** THE TASK **
Nothing in the data is to be left out; copy it exactly.

** DATA SUPPLIED **

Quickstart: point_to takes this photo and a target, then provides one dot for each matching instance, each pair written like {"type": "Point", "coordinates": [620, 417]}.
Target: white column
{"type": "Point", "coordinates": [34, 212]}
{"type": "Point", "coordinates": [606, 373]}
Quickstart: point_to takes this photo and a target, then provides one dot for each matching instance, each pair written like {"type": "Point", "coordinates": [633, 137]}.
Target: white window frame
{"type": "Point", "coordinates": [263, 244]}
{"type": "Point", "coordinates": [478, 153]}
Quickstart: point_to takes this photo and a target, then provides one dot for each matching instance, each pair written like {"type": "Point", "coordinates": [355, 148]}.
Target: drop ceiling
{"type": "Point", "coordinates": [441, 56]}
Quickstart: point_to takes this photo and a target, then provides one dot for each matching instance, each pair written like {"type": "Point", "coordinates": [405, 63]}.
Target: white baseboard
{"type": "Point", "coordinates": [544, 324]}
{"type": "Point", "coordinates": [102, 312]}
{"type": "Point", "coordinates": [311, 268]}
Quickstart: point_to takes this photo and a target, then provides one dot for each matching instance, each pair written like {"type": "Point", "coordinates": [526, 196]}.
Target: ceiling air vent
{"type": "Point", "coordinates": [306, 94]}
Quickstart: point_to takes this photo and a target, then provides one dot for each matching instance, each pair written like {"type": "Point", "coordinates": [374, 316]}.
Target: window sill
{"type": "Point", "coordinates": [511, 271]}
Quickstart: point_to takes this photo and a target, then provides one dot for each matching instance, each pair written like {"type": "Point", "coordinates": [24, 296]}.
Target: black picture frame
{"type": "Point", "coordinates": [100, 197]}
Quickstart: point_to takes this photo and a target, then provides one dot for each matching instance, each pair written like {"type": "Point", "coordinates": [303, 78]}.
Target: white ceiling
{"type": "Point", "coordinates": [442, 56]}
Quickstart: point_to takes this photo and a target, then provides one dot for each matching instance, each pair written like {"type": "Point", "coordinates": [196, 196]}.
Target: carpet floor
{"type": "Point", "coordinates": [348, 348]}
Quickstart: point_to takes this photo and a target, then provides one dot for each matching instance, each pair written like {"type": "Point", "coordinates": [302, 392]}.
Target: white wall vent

** RESPONSE TO THE TASK **
Quickstart: point_to takes this photo and a target, then provides one dot for each matching instance, each pair written like {"type": "Point", "coordinates": [620, 417]}.
Target: white column
{"type": "Point", "coordinates": [34, 212]}
{"type": "Point", "coordinates": [606, 373]}
Quickstart: point_to takes this photo and a target, then provides one dot for each matching instance, each pair written like {"type": "Point", "coordinates": [633, 137]}.
Target: white window frame
{"type": "Point", "coordinates": [263, 244]}
{"type": "Point", "coordinates": [478, 153]}
Quickstart: point_to takes this photo and a target, then provides one dot for each matching instance, each pair written like {"type": "Point", "coordinates": [355, 148]}.
Target: drop ceiling
{"type": "Point", "coordinates": [441, 56]}
Quickstart: point_to takes this photo and a target, then provides one dot for each matching instance, each pair written like {"type": "Point", "coordinates": [405, 63]}.
Target: white baseboard
{"type": "Point", "coordinates": [544, 324]}
{"type": "Point", "coordinates": [102, 312]}
{"type": "Point", "coordinates": [311, 268]}
Quickstart: point_to takes this photo and a target, then provides one dot for each matching instance, each pair written like {"type": "Point", "coordinates": [526, 196]}.
Target: ceiling air vent
{"type": "Point", "coordinates": [306, 94]}
Quickstart: point_to takes this photo and a target, then provides one dot for each matching instance, each pair written like {"type": "Point", "coordinates": [374, 316]}.
Target: window sill
{"type": "Point", "coordinates": [511, 271]}
Quickstart: point_to takes this photo and a target, then provides one dot for each matching instance, each pair written like {"type": "Point", "coordinates": [24, 296]}.
Target: black picture frame
{"type": "Point", "coordinates": [100, 197]}
Quickstart: point_to takes this photo and a target, then provides one dot for each matching instance, each pair written like {"type": "Point", "coordinates": [303, 78]}.
Target: white ceiling
{"type": "Point", "coordinates": [442, 56]}
Quickstart: point_to takes this photo and a target, then provides one dot for each matching instance, each pair written like {"type": "Point", "coordinates": [196, 196]}.
Target: carpet floor
{"type": "Point", "coordinates": [348, 348]}
Quickstart: point_to takes this photo and a target, then provides one dot for each matching instance, each pair written like {"type": "Point", "coordinates": [302, 392]}.
Target: white wall vent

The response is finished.